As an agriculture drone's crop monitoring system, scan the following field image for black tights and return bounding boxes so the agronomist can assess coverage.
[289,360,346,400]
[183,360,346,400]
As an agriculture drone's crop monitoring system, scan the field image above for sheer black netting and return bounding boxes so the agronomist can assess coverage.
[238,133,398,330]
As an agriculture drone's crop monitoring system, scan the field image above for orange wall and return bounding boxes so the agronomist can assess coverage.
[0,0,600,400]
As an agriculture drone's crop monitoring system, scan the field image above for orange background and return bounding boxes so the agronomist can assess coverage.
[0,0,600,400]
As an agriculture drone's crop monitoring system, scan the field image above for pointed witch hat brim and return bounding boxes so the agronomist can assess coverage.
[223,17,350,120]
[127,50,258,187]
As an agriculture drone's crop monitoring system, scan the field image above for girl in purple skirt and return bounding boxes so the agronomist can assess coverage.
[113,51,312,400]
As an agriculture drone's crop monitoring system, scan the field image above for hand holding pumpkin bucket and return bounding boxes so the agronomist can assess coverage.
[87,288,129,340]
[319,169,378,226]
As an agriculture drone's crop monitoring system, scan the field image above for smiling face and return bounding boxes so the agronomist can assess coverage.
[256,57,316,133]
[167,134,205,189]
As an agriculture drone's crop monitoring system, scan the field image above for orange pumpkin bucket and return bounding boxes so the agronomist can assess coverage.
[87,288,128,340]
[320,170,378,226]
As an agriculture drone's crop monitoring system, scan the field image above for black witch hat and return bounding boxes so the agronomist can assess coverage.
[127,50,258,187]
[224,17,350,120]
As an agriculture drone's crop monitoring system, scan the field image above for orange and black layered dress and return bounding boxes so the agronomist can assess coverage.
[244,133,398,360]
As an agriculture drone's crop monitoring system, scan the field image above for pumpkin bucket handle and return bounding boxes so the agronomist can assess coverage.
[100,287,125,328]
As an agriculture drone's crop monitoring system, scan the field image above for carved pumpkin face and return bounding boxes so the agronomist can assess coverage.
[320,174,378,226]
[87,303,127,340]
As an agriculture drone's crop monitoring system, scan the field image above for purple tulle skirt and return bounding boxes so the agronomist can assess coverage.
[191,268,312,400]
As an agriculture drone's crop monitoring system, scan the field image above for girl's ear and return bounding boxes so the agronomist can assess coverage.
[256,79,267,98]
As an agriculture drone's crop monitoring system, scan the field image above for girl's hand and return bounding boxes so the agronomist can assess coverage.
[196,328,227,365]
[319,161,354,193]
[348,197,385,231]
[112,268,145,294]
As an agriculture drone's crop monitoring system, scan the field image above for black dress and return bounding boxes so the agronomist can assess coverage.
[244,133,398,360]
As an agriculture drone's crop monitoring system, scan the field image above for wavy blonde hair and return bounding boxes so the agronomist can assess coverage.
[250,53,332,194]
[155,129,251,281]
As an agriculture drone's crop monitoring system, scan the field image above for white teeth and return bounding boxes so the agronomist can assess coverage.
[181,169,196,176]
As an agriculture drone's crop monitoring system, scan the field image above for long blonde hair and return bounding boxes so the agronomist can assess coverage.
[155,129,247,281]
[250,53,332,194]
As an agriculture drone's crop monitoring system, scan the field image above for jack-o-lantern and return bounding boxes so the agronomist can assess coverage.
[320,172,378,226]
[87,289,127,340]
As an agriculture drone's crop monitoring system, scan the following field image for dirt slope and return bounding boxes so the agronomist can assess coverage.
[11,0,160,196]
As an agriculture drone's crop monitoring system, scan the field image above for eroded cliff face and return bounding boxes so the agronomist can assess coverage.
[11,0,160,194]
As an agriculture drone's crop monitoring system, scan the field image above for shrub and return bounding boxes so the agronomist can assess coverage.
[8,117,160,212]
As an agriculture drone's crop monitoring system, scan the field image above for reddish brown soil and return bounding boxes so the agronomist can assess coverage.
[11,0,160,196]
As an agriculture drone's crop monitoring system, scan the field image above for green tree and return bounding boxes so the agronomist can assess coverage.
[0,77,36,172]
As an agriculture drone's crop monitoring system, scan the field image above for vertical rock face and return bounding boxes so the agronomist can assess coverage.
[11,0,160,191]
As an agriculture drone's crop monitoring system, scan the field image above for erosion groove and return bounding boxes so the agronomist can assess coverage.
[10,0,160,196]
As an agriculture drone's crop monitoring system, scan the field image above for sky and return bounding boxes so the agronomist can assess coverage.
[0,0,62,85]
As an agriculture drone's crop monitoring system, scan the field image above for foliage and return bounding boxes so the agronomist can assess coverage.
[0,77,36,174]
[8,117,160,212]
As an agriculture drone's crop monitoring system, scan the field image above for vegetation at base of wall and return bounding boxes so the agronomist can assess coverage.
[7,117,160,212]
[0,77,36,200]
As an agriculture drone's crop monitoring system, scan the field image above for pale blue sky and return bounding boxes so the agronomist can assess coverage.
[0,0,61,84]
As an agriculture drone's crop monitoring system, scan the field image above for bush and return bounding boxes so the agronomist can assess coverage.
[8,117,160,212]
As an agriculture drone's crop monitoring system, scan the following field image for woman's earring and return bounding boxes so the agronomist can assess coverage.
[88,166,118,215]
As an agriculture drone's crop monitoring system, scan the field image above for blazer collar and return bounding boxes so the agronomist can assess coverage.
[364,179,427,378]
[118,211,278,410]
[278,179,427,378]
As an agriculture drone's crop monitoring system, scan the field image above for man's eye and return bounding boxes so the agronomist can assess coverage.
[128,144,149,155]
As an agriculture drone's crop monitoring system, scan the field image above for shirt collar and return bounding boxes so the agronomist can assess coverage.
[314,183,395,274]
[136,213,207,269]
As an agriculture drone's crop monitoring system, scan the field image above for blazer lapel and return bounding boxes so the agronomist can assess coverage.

------------------------

== DIRECTION ==
Each entry above is to be printed again exactly.

== THE OUTPUT ==
As an agriculture drone's crop monitoring system, scan the following field image for black tights and return bounding boxes so the agronomist can assess coverage.
[289,360,346,400]
[183,360,346,400]
As an agriculture drone's crop monitoring system, scan the field image above for sheer black netting and return bounding boxes so the agronomist can assess coverage.
[238,133,398,330]
As an agriculture drone's crop monitoring system, scan the field image above for orange wall and return bounding boxes so the agronomist can assess coverage.
[0,0,600,400]
As an agriculture drone's crop monitoring system, scan the field image above for orange background and return bounding boxes so the agronomist can assess coverage.
[0,0,600,400]
As an agriculture drone's crop monitoring system, scan the field image above for pointed witch hat brim and return bounding boxes so the agronomist can assess coverage.
[223,17,350,120]
[127,50,258,187]
As an agriculture drone's crop monitoring system, scan the field image above for girl in purple skirt and return bounding boxes so the agronomist can assess coverage.
[113,51,312,400]
As an agriculture drone's crop monitoring system, scan the field image above for hand holding pumpkin bucket and return bounding boxes so the agronomist can assess coverage.
[87,288,129,340]
[319,169,378,226]
As an agriculture drone's crop monitoring system, scan the field image above for smiling face and return bounding boxes so the agronomist can assess coverage.
[256,57,316,133]
[167,134,205,189]
As an agriculture drone's crop monitoring system, scan the field image above for orange pumpkin bucket and return bounding boxes so the agronomist can assess coverage.
[87,288,128,340]
[320,170,378,226]
As an agriculture drone's crop monitoring system, scan the field image above for black witch hat and return bounding boxes so the agronomist can assess coverage.
[127,50,258,187]
[224,17,350,120]
As an agriculture drone's crop monitoring system, scan the field image above for orange and black layered dress and return bounding boxes so the agronomist can assess coverage.
[244,133,398,360]
As an agriculture drone's crop monitoring system, scan the field image above for pumpkin bucket handle and return bounding boxes so the agronomist can assess coverage.
[100,287,125,328]
As an agriculture drone's crop monitoring system, scan the field image above for carved pumpkin face and return bounding boxes so the agronomist can assess coverage.
[320,174,378,226]
[87,303,127,340]
As an agriculture drone's crop monitoring system, scan the field image above for purple tulle skirt and return bounding boxes so the agronomist can assess coverage.
[191,268,312,400]
As an agriculture drone's crop monitoring system, scan the field image above for girl's ear and return bounding boxes so the agronomist can assess coverage.
[256,79,267,98]
As an agriculture drone's crop monitoring system, scan the field image above for girl's hand and return bounding boxes so the agronomist can assess coverage.
[196,328,227,365]
[319,161,354,193]
[348,197,385,231]
[112,268,145,294]
As an agriculture drone's crop monitoring system, scan the field image above for black dress and return bounding boxes so the agronomist can assess coverage.
[244,133,398,360]
As an agriculture drone's crop monitoring system, scan the field image above for wavy blonde hair and return bounding boxes so the agronomist can assess coverage.
[250,53,332,194]
[155,129,251,281]
As an agriculture drone's crop monitoring system, scan the field image above for white teeth and return bounding boxes so the agronomist can assess coverage.
[181,169,196,176]
As an agriculture drone's crop monitoring system, scan the field image above for long blonde hair and return bounding boxes so the agronomist can assess coverage.
[155,129,247,281]
[250,53,332,194]
As an agriculture drone's crop monitoring system, scan the field image above for jack-o-lantern and return bounding boxes so the agronomist can assess coverage.
[320,172,378,226]
[87,289,127,340]
As an agriculture drone's crop monitoring system, scan the following field image for dirt slope and return bounding boxes so the agronomist can assess coverage.
[11,0,160,196]
As an agriculture drone's crop monitoring system, scan the field image above for eroded cliff face and return bounding boxes so the agronomist can assess coverage.
[11,0,160,194]
As an agriculture drone's crop monitoring system, scan the field image above for shrub and return bounding boxes so the agronomist can assess coverage.
[8,117,160,212]
As an agriculture drone's crop monitoring system, scan the field image above for reddish brown soil and return bounding boxes so the agronomist can assess coverage.
[11,0,160,196]
As an agriculture drone's crop monitoring system, scan the field image above for green tree and return bounding boxes so the agronomist can assess coverage.
[0,77,36,172]
As an agriculture drone's crop monitoring system, scan the field image above for vertical rock face and return bounding boxes so the agronomist can assess coverage.
[11,0,160,191]
As an agriculture drone's crop monitoring system, scan the field image above for erosion groove and return bounding boxes so the agronomist can assess coverage.
[10,0,160,196]
As an agriculture drone's crop monitoring system, scan the field image above for sky and return bounding boxes so the agronomist can assess coverage.
[0,0,62,85]
As an agriculture drone's crop monitoring system, scan the field image above for foliage and return bounding boxes so the agronomist can assess coverage.
[0,77,36,174]
[8,117,160,212]
As an agriculture drone's crop monitoring system, scan the field image above for vegetation at base of wall and return bounding boxes so the agronomist can assess coverage.
[7,117,160,212]
[0,77,36,200]
As an agriculture drone's crop monitoring system, scan the field image above for pale blue sky and return bounding boxes so the agronomist can assess coverage.
[0,0,61,84]
As an agriculture drone's crop monitoring system, scan the field image above for bush and return bounding boxes so the agronomist can assess coverage.
[8,117,160,212]
As an agriculture drone's crop monitoring system, scan the following field image for woman's earring and return bounding boxes so the agronomist can assess coverage.
[88,166,118,215]
As an agriculture drone's crop monitoring system, scan the field image above for blazer collar and return bounding boxes so the agronomist can assess coverage.
[364,179,427,378]
[118,211,278,410]
[278,179,427,378]
As an agriculture drone's crop monitoring system, scan the field image above for man's eye and return bounding boxes so the agronomist can assess coverage.
[128,144,149,155]
As an agriculture drone's crop monitoring system, scan the field image above for shirt collar and return bounding boxes so the agronomist can assess coverage.
[314,183,395,274]
[136,213,207,269]
As an agriculture drone's crop monitoring system, scan the field image above for blazer lapel and return bounding boxes so the agronomist can assess coverage.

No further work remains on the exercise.